Aim of the exercise: Count the lines in the items below that contain the string "bush", and give only that number.

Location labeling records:

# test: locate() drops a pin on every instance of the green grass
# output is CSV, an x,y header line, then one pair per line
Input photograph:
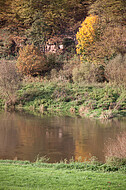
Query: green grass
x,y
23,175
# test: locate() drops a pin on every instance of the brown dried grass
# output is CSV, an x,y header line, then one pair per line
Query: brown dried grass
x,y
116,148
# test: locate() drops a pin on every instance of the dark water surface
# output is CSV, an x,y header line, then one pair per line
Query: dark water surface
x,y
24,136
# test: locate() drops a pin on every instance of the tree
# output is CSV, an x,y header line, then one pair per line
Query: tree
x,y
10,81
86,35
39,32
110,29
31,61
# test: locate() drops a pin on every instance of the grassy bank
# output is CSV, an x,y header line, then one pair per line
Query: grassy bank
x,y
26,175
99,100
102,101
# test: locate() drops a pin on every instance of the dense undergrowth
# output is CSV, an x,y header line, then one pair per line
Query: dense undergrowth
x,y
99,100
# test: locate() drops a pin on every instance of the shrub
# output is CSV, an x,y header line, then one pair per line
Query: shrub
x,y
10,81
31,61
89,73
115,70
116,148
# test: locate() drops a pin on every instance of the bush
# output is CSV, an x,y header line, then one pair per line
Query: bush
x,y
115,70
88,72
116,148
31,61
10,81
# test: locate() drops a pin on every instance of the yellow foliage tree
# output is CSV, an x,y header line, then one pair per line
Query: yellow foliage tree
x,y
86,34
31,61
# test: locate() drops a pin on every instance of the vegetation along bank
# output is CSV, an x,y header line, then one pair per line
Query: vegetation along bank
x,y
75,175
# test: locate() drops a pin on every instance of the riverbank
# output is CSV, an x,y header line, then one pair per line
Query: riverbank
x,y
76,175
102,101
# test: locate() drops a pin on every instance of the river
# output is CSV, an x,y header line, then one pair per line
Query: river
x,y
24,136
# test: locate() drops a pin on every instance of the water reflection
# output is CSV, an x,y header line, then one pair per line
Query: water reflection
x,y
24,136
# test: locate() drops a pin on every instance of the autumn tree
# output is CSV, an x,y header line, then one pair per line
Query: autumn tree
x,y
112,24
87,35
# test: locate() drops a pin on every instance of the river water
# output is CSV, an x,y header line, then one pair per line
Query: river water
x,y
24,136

--

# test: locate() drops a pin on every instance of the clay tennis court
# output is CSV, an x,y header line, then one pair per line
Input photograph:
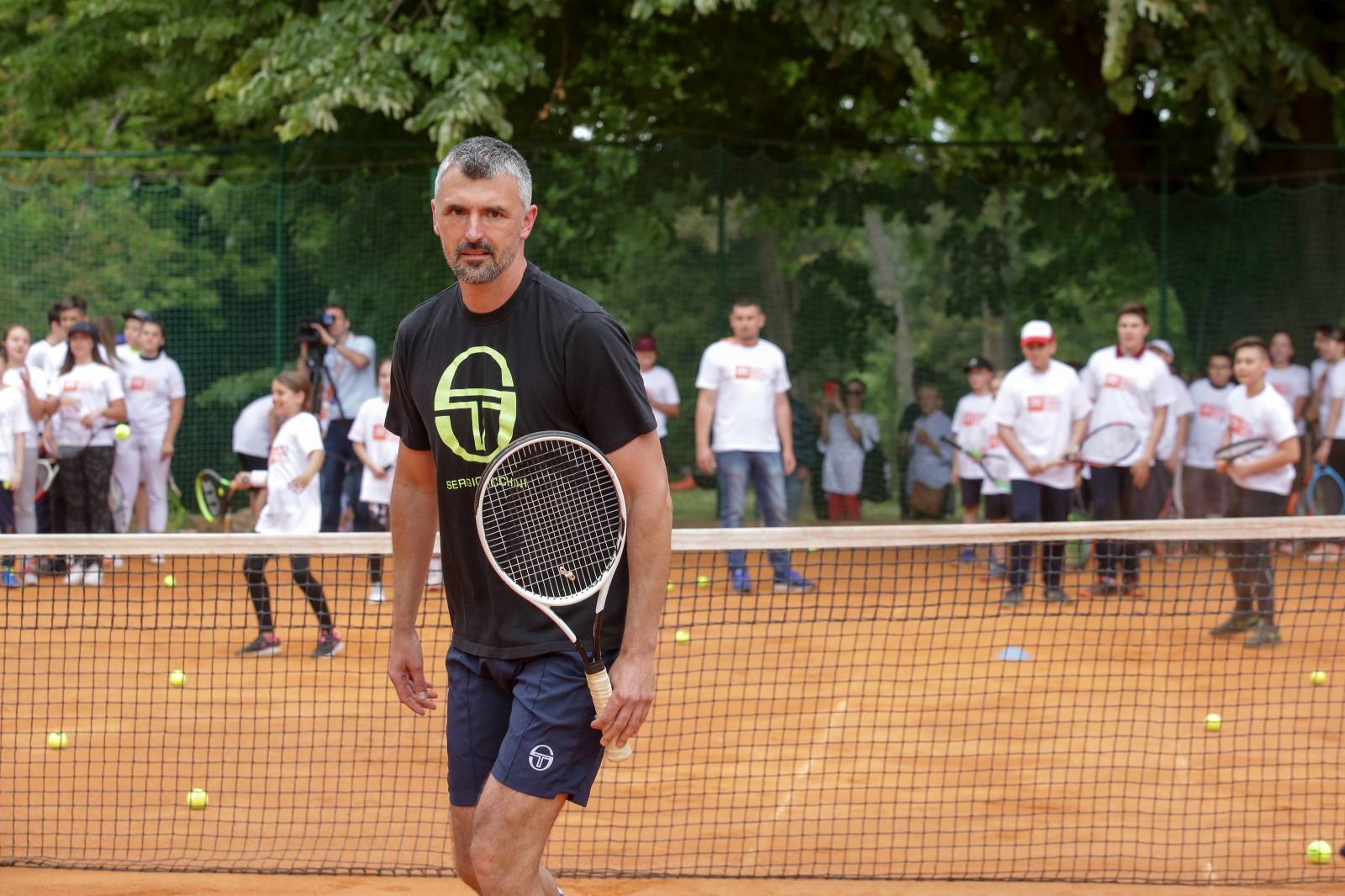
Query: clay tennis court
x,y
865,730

Completed exercise: 2